Retype exactly the lines from the line with "Practice. Spot the metal balcony" to the end of the data, keeping both boundary lines.

Records from a dataset

● ● ● ● ● ● ●

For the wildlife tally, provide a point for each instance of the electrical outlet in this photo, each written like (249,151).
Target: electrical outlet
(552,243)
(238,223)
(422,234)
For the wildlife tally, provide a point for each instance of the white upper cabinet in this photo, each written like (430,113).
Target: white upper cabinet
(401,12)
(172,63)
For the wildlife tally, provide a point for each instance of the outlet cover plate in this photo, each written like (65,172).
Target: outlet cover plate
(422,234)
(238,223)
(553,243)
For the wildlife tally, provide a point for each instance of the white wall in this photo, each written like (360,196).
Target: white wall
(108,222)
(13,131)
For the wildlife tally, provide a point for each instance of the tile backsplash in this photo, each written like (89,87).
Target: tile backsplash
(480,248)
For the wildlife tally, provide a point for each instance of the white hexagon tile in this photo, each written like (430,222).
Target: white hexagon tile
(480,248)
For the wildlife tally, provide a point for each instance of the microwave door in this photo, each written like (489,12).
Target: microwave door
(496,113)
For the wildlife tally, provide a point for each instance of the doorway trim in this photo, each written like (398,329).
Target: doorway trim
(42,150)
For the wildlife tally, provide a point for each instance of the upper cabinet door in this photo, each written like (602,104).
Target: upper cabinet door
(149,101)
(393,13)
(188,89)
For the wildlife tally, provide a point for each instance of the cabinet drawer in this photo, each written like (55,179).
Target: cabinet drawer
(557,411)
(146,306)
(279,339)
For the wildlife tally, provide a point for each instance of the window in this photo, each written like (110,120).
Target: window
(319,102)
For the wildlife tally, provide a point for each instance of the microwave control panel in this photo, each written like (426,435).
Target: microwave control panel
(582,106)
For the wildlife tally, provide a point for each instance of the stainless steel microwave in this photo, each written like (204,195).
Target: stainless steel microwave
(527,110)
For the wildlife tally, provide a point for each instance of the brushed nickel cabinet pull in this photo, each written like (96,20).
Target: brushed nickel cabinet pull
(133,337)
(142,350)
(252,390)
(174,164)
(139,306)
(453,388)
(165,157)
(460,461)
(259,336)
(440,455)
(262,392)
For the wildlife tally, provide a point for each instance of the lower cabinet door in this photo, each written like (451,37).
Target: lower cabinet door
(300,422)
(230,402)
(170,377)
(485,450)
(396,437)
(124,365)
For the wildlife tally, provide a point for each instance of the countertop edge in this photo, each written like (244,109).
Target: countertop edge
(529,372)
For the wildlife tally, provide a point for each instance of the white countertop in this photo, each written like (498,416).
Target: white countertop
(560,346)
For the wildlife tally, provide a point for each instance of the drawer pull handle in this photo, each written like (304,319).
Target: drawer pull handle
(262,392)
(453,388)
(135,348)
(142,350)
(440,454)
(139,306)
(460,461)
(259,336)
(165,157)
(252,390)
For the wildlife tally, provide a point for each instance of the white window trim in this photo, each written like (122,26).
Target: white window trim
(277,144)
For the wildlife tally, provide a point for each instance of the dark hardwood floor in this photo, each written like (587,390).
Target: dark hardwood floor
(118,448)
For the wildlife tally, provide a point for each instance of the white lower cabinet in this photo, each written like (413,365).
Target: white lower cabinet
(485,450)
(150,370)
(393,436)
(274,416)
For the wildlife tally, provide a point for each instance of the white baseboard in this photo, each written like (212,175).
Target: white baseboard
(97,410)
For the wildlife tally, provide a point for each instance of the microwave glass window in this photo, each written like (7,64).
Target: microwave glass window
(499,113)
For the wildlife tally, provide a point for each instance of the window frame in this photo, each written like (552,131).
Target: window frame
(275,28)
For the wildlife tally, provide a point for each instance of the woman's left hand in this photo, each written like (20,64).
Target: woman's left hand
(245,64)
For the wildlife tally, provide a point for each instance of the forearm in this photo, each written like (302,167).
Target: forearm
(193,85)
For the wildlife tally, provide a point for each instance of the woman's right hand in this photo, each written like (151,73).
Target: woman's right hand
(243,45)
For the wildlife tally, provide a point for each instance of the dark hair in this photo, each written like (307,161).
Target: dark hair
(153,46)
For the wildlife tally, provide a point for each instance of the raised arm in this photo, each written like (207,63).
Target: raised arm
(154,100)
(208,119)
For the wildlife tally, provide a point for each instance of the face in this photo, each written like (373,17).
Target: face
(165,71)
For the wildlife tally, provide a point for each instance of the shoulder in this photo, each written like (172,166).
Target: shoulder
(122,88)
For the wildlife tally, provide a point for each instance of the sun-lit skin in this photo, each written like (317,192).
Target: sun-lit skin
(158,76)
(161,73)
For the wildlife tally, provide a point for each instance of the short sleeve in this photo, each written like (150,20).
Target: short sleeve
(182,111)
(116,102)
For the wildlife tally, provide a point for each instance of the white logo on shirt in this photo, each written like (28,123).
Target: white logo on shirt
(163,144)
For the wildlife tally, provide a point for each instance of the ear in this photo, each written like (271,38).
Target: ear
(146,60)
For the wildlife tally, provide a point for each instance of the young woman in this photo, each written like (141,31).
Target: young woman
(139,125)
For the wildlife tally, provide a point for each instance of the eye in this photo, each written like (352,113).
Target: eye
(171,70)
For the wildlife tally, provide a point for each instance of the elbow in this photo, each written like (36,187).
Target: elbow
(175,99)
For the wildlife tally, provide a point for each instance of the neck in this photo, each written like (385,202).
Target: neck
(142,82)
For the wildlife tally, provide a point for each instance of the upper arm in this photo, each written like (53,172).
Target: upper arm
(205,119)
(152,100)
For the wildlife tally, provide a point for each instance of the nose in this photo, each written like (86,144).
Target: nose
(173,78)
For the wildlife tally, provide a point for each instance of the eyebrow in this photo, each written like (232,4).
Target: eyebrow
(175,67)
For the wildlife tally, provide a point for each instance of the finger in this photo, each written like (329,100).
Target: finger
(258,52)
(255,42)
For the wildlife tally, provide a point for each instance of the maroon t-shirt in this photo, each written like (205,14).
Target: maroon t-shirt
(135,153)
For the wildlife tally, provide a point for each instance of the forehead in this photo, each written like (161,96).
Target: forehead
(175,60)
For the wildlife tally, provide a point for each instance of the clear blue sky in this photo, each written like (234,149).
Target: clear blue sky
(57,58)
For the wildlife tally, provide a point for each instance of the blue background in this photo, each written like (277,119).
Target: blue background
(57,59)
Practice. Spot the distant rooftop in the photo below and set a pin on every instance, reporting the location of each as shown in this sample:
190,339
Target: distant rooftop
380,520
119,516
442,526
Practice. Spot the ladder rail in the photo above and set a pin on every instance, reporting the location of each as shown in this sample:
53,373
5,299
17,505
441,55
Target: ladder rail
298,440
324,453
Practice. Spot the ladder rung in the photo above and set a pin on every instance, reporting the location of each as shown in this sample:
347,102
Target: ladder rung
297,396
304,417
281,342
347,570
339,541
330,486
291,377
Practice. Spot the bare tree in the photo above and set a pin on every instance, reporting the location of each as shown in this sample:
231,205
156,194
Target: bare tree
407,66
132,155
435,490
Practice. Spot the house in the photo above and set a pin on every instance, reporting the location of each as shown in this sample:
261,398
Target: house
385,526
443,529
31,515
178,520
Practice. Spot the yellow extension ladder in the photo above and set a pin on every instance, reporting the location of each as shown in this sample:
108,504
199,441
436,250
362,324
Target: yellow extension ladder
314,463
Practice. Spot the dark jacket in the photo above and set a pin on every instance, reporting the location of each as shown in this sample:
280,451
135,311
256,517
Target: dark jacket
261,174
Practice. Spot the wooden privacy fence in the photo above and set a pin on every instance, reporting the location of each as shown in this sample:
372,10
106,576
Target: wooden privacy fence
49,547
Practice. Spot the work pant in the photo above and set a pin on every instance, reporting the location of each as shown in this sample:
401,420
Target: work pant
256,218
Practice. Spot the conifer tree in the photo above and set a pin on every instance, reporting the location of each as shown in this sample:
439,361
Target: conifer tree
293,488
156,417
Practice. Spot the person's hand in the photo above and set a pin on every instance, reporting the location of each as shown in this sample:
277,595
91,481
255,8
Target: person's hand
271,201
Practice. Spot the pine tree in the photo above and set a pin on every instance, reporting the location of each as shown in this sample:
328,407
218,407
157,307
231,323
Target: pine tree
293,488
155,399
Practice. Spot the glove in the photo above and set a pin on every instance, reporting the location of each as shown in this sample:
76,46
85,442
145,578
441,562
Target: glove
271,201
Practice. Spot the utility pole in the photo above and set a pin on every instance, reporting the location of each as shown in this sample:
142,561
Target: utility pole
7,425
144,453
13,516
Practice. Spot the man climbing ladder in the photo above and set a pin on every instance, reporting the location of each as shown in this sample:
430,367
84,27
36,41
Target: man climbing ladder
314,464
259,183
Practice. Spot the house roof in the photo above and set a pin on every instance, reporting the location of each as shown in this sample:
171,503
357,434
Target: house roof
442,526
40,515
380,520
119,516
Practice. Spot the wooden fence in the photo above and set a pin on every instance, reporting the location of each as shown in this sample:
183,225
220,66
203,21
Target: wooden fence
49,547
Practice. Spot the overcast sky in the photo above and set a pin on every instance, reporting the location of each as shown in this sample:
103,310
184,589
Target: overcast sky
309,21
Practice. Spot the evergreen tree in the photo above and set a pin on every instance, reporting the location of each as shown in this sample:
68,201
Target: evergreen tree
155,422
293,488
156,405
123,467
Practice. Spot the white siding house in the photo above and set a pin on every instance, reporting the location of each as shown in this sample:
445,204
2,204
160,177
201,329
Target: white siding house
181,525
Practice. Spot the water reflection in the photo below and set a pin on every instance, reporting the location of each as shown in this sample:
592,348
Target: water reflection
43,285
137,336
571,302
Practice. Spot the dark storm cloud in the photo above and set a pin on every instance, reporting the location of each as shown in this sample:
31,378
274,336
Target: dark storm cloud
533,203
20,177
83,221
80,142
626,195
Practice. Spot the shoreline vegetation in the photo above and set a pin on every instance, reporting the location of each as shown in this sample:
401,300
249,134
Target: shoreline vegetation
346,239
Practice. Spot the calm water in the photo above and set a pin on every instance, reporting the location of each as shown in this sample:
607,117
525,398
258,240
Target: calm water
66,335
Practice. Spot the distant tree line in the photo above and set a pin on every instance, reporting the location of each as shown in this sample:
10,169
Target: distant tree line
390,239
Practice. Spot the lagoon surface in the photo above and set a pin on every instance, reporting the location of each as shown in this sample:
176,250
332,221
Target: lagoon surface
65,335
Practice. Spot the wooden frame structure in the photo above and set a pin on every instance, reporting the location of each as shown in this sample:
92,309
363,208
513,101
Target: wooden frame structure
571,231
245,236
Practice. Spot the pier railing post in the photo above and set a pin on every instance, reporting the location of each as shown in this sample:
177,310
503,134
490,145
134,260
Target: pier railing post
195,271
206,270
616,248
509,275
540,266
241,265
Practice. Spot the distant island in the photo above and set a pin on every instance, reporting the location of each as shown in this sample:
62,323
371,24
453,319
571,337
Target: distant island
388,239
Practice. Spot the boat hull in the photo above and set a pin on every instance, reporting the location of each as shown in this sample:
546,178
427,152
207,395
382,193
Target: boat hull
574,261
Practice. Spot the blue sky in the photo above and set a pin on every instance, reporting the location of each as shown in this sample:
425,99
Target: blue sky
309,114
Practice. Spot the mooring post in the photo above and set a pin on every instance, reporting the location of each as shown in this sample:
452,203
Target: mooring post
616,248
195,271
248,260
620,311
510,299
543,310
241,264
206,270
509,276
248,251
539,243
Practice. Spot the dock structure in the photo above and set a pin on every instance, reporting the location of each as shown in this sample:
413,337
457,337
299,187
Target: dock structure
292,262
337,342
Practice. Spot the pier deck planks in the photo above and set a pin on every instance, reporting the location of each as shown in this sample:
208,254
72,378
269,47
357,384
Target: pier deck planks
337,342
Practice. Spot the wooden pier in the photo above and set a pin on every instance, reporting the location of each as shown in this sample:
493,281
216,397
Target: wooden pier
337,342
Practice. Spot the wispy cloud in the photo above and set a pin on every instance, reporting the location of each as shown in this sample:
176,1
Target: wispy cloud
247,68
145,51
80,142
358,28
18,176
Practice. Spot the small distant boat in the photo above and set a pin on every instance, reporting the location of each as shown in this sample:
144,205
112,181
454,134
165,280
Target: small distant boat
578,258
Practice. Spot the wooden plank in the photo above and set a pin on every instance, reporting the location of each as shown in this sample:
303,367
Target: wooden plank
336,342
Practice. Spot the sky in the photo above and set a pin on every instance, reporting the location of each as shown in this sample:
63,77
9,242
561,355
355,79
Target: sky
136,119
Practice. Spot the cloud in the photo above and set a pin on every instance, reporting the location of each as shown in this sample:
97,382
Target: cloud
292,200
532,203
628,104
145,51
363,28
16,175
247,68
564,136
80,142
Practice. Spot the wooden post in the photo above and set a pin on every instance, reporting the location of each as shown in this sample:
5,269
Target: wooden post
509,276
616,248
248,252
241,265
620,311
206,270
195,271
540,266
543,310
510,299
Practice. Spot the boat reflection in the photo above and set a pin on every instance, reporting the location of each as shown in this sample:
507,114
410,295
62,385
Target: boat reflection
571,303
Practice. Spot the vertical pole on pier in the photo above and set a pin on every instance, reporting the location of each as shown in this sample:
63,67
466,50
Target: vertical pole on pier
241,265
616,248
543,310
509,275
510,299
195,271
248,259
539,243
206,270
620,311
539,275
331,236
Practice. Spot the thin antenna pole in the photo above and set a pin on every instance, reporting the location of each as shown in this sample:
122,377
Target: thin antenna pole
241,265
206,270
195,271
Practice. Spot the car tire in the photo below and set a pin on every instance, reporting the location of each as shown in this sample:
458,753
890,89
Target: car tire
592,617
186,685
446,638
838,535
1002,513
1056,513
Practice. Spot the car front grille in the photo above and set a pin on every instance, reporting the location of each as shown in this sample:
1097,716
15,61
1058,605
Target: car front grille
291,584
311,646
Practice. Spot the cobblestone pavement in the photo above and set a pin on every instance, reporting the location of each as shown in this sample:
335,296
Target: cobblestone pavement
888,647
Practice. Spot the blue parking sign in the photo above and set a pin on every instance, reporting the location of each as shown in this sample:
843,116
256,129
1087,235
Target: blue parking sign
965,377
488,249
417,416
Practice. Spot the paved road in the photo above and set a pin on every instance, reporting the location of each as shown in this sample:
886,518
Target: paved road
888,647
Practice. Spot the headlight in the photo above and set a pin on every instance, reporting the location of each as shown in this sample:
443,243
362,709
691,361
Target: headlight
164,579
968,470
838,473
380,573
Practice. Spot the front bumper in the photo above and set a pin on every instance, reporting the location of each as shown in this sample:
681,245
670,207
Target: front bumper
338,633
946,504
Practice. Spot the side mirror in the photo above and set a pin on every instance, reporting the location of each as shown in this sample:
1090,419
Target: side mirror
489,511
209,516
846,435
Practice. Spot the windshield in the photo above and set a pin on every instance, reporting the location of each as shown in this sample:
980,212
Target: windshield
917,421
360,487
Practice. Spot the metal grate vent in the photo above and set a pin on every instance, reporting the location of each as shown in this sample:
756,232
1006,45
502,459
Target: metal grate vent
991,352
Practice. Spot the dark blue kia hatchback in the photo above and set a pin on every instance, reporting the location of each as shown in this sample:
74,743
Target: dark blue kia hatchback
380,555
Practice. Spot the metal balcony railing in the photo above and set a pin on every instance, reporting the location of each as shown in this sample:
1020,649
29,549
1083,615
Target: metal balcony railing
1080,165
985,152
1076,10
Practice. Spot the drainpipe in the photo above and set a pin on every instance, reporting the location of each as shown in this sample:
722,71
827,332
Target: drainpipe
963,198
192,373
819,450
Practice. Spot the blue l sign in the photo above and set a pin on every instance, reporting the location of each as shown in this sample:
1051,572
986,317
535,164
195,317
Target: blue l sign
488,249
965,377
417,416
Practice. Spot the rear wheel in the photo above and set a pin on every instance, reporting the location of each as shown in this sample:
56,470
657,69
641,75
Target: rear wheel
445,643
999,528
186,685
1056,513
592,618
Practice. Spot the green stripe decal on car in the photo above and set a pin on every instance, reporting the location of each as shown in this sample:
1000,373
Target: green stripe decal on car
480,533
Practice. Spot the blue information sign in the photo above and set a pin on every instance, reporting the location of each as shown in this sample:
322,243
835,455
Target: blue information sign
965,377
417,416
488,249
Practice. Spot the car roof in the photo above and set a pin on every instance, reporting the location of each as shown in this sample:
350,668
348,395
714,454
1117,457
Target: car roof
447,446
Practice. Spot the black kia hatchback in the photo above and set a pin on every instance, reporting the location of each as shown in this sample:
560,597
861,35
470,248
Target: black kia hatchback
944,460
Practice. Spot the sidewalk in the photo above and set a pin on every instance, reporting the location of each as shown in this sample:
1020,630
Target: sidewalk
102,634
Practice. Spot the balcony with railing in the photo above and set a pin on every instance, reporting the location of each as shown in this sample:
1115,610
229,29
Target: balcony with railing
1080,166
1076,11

● ● ● ● ● ● ●

▸ **SOLVED PROBLEM**:
Practice. Spot the metal balcony railing in the photo above and set a pin on every instance, reporting the location of each as shown in this sample:
1020,649
29,549
1083,615
Target: metal balcony railing
1080,165
985,152
1076,10
Practice. Spot the drainpipe in the photo above and set a pin on every instance, reporting the location of each as shown in this sample:
722,71
827,332
Target: drainpipe
963,198
192,373
819,450
Practice. Spot the blue l sign in the photo above and set a pin on every instance, reporting the location of each as shown in this sample:
1051,572
986,317
535,164
195,317
Target: blue l sign
488,249
965,377
417,416
Practice. Spot the rear wheel in the photo above and set a pin on every instance, reporting the location of each as shown in this sample:
56,470
657,69
641,75
Target: rear wheel
445,643
999,528
186,685
1056,513
592,618
Practice. Spot the green stripe decal on car in the photo above and set a pin on every instance, reporting the location of each as shown in this sample:
1000,373
Target: green stripe decal on car
480,533
Practice. Spot the blue information sign in the photo above and set a pin on every instance, reporting the location of each as shown in this sample:
322,243
835,455
Target: blue information sign
965,377
417,416
488,249
Practice. Spot the car roof in the photo above and set a pin on every instance, reporting the location of each as shown in this sample:
350,668
348,395
714,454
1117,457
Target: car roof
447,446
Practice. Spot the black kia hatchback in the photo above and set a pin on every instance, reporting the location of each as shown in this sample:
560,597
861,35
470,248
Target: black kia hatchback
944,460
Practice. Spot the sidewalk in the photo above and set a pin on every instance, reporting the location of each as shown in this sample:
1020,630
Target: sidewalk
102,634
Practice. Spot the balcony with railing in the photo above and set a pin on every instance, reporting the location of each as shown in this sample:
1115,610
229,29
Target: balcony with railing
1080,166
1076,11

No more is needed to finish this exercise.